ANGEZEIGTER TEXT:
---+---

# Bildschirminhalt abfilmen und in Datei speichern?



## Extremefall (17. Apr 2011)

Hallo,
ich würde gerne den (aktiven) Bildschirminhalte abfilmen und anschließend in einer Videodatei (avi, mpg etc.) speichern. Nun habe ich bereits nach meiner Recherche herausgefunden, dass es über JMF gehen sollte. Allerdings blicke ich durch die API nicht durch, da ich noch nicht weiß, welche Klassen ich überhaupt alle dafür benötige. Wisst ihr, welche Klassen für mein Vorhaben benötigt werden? Ist es 
recht einfach mittels der API zu realisieren?

MfG


----------



## Atze (17. Apr 2011)

scheints nicht der einzige mit dem vorhaben zu sein  vielleicht hilft dir das hier weiter

CAPTURE DESKTOP ACTIVITY AS VIDEO File - Java | Dream.In.Code


----------



## Extremefall (17. Apr 2011)

Danke erstmal. So wie ich den Code verstehe, werden damit wohl viele Bilder erzeugt. Diese sollen am Ende zu einer Video Datei zusammengefügt werden. Ist das wirklich der übliche Weg? Geht es nur über den Umweg, erst Bilder zu erzeugen und dann daraus eine Videodatei zu machen? Läuft es dann wirklich flüssig? Wie machen es denn diese Screenrecorder? Gibt es da keine komfortablere Lösung mit Hilfe der API?


----------



## Marco13 (17. Apr 2011)

Naja, "üblich" nicht direkt, aber vergleichsweise einfach - insbesondere mit dem dort auch verlinkten "JPEGImagesToMovie". Der Link ist tot (Umzug zu Oracle...) aber eine websuche liefert noch einige Seiten, auf denen man es noch findet. Bei diesem Beispiel kann man _relativ _ leicht die "Datenquelle" umstellen von "JPEG File" auf "irgendein BufferedImage". (Es ist nicht trivial, aber mit ein bißchen API lesen nd frickeln kriegt man's hin). Leider hatte ich es damit damals aber nicht geschafft, etwas anderes als MOV rauszuschreiben...  Aber vielleicht würde man da auch eine Lösung finden...

---+---

[Zeilen aus einem Datenbestand]
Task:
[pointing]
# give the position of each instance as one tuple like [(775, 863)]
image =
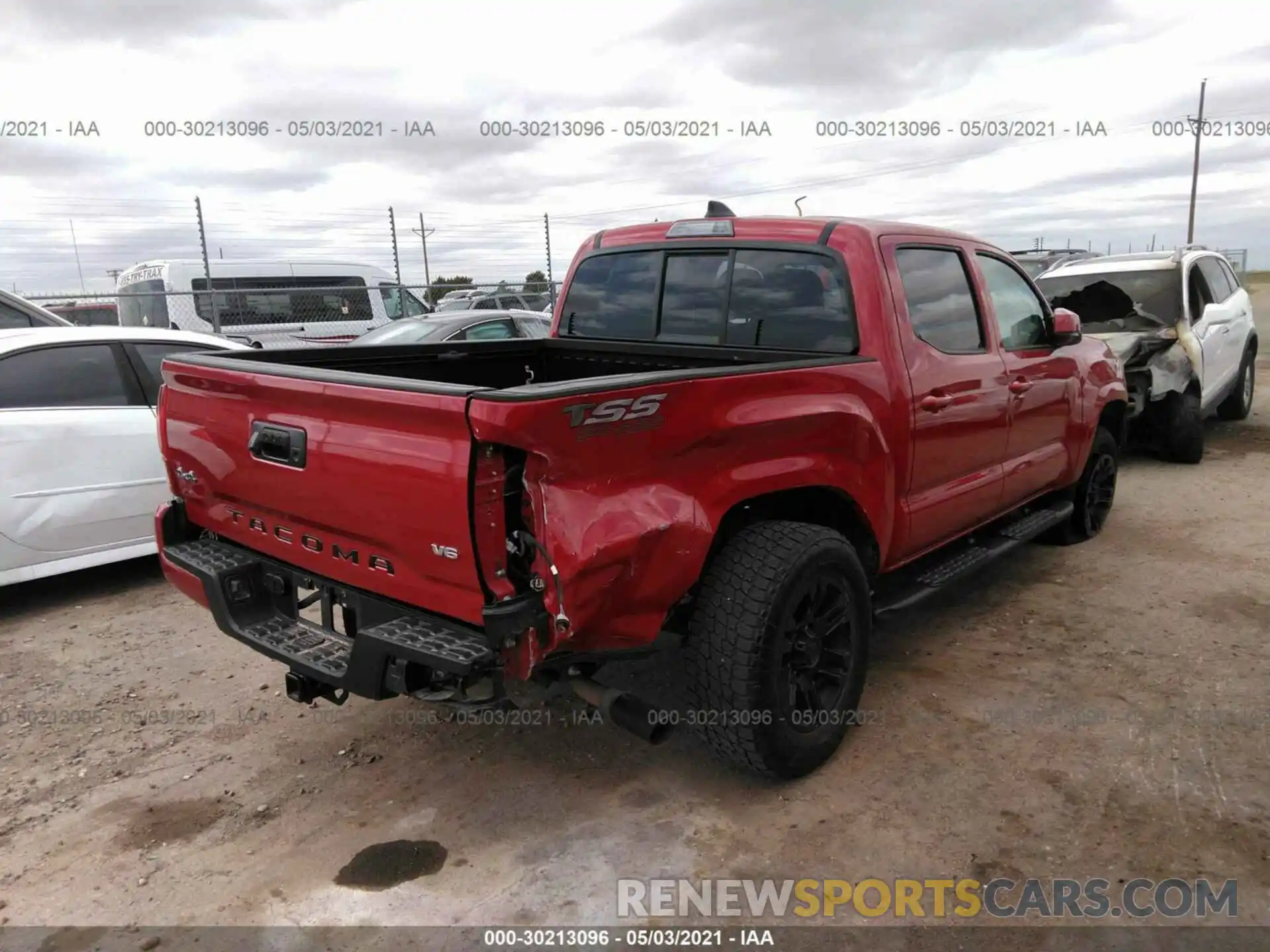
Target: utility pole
[(1199, 132), (75, 244), (423, 237)]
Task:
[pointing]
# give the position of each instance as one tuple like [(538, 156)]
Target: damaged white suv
[(1180, 324)]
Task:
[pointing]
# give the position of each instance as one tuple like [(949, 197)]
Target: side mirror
[(1067, 328)]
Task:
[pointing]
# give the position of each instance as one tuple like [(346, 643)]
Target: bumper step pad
[(255, 614)]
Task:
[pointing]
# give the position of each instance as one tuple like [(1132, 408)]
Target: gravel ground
[(1087, 711)]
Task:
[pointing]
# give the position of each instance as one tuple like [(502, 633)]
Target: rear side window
[(746, 298), (489, 331), (1212, 270), (1231, 277), (85, 375), (150, 357), (940, 302)]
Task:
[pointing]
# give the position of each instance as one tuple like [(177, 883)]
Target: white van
[(265, 302)]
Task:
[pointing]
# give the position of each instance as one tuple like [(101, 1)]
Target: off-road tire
[(1181, 428), (1091, 507), (733, 647), (1238, 404)]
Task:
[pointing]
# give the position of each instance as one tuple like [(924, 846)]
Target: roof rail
[(1183, 249)]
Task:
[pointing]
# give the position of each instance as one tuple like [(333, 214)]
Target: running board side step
[(935, 573)]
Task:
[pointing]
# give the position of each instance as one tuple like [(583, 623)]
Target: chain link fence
[(296, 313)]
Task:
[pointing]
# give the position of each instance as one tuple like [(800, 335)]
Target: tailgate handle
[(276, 444)]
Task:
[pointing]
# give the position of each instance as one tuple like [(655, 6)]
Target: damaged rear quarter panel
[(629, 516)]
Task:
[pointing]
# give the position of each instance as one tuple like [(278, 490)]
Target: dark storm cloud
[(887, 52), (150, 22)]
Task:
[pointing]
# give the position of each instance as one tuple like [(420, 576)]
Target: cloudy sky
[(1134, 66)]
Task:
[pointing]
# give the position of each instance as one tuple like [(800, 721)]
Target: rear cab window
[(752, 298)]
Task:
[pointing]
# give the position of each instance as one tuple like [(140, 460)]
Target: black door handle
[(276, 444)]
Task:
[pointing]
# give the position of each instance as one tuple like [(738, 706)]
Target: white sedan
[(80, 470)]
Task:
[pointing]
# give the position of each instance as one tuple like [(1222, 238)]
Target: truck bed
[(405, 475), (519, 370)]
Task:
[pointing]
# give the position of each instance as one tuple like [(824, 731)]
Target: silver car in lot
[(19, 314), (466, 325)]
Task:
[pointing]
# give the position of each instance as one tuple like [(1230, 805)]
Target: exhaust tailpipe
[(624, 710)]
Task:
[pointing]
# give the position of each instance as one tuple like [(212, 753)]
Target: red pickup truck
[(746, 437)]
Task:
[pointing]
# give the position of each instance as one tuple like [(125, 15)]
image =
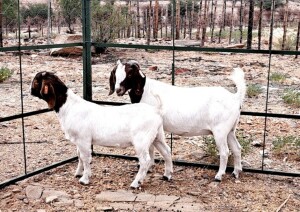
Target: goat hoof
[(165, 178), (218, 180), (84, 181), (135, 185), (236, 176)]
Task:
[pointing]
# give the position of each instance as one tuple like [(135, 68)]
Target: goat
[(189, 111), (85, 123)]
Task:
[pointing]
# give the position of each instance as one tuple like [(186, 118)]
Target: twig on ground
[(279, 208)]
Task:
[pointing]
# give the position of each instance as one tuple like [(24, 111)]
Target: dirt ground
[(45, 143)]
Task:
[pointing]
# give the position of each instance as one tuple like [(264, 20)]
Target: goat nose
[(118, 90)]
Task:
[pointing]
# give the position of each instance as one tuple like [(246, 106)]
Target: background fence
[(186, 43)]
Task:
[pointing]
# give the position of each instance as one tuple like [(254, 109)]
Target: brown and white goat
[(85, 123), (189, 111)]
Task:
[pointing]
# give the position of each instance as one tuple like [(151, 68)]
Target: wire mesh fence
[(186, 43)]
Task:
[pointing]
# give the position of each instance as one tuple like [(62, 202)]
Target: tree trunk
[(155, 20), (285, 21), (214, 5), (260, 23), (185, 20), (138, 18), (129, 19), (145, 21), (232, 19), (199, 21), (250, 24), (1, 22), (191, 20), (222, 24), (241, 21), (298, 38), (177, 34), (206, 7), (166, 21), (148, 23)]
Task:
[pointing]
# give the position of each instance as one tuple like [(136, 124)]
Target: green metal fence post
[(86, 54)]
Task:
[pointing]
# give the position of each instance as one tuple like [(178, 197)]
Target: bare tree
[(155, 20), (250, 24), (298, 38), (1, 22), (138, 18), (222, 22), (129, 19), (199, 22), (241, 21), (177, 34), (285, 20), (213, 18), (166, 21), (185, 19), (260, 22), (191, 19), (232, 19), (149, 22), (206, 8)]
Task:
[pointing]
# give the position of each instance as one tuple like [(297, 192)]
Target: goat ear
[(112, 82), (139, 90), (48, 94), (136, 67)]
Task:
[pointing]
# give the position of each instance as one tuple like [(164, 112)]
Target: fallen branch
[(279, 208)]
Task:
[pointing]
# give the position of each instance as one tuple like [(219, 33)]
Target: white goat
[(85, 123), (189, 111)]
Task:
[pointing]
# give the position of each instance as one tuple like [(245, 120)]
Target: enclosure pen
[(87, 43)]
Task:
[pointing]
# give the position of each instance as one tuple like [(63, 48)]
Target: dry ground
[(45, 143)]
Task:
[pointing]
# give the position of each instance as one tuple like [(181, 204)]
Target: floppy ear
[(112, 81), (48, 94)]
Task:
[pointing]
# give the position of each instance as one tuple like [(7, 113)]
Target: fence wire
[(186, 43)]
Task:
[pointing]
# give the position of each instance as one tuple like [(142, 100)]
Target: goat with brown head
[(127, 76), (47, 86)]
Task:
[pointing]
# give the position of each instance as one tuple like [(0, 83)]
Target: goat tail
[(238, 77), (159, 104)]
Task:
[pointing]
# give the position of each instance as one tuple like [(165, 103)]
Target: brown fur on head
[(50, 88), (134, 79)]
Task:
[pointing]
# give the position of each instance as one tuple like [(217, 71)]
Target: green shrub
[(254, 90), (211, 149), (278, 77), (291, 97), (288, 145), (5, 73)]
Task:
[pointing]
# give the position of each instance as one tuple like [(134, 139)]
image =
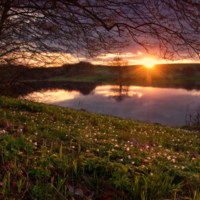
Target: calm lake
[(167, 106)]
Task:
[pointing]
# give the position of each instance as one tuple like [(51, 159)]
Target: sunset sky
[(134, 55)]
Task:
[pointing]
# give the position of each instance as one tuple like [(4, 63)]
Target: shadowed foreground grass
[(49, 152)]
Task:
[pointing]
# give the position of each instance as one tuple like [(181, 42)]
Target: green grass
[(49, 152)]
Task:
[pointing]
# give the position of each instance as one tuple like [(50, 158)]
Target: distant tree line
[(11, 74)]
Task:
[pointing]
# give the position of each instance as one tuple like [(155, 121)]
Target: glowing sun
[(148, 62)]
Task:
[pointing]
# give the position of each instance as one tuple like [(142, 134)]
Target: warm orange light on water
[(149, 62)]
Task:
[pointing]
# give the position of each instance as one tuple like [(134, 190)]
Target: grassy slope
[(63, 151)]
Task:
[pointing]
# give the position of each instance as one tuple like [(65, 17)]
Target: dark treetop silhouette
[(35, 30)]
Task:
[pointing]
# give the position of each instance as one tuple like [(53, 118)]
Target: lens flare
[(149, 62)]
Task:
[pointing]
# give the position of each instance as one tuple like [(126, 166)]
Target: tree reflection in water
[(119, 92)]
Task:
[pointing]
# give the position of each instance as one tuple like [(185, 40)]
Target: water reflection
[(157, 105)]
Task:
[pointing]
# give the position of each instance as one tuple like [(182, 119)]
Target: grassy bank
[(49, 152)]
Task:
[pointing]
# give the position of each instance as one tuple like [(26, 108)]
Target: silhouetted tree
[(38, 32), (119, 68)]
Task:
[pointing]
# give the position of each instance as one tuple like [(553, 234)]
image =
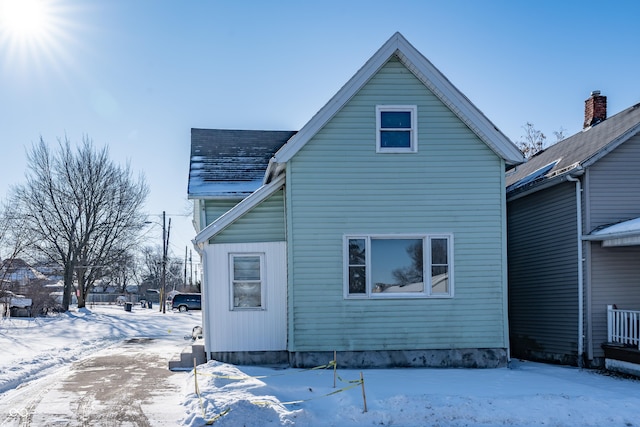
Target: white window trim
[(413, 148), (263, 285), (426, 253)]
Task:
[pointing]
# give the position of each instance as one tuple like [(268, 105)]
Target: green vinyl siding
[(214, 209), (264, 223), (338, 185)]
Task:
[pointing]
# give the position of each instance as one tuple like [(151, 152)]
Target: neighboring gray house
[(377, 231), (571, 251)]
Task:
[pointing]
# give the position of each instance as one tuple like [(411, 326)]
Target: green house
[(377, 231)]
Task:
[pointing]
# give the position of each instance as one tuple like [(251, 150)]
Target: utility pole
[(165, 247)]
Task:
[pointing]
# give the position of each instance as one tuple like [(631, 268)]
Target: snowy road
[(126, 384), (99, 367)]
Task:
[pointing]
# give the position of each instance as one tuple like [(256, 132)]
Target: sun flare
[(25, 19)]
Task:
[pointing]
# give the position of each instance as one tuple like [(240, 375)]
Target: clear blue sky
[(138, 75)]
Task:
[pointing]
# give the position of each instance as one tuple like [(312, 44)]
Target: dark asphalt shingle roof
[(578, 149), (231, 162)]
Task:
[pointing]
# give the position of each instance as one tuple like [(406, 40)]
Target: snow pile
[(526, 394)]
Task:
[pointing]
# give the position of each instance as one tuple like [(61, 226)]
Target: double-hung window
[(246, 272), (406, 266), (396, 129)]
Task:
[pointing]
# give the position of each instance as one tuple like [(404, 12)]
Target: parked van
[(184, 302)]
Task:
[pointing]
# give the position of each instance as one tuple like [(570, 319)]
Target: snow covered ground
[(526, 394)]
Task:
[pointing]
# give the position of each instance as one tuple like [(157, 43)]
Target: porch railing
[(623, 326)]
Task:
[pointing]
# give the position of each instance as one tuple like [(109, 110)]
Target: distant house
[(574, 241), (378, 230)]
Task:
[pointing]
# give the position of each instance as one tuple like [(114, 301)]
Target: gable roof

---+---

AUFGABENSTELLUNG: Geben Sie im Forenthread zur Bildschirmaufnahme den Abschnitt von „## Marco13 (17.“ bis „eine Lösung finden...“ erneut wieder und ersetzen Sie darin „Datenquelle“ durch „Eingabequelle“.

VOLLSTÄNDIGE ANTWORT:
## Marco13 (17. Apr 2011)

Naja, "üblich" nicht direkt, aber vergleichsweise einfach - insbesondere mit dem dort auch verlinkten "JPEGImagesToMovie". Der Link ist tot (Umzug zu Oracle...) aber eine websuche liefert noch einige Seiten, auf denen man es noch findet. Bei diesem Beispiel kann man _relativ _ leicht die "Eingabequelle" umstellen von "JPEG File" auf "irgendein BufferedImage". (Es ist nicht trivial, aber mit ein bißchen API lesen nd frickeln kriegt man's hin). Leider hatte ich es damit damals aber nicht geschafft, etwas anderes als MOV rauszuschreiben...  Aber vielleicht würde man da auch eine Lösung finden...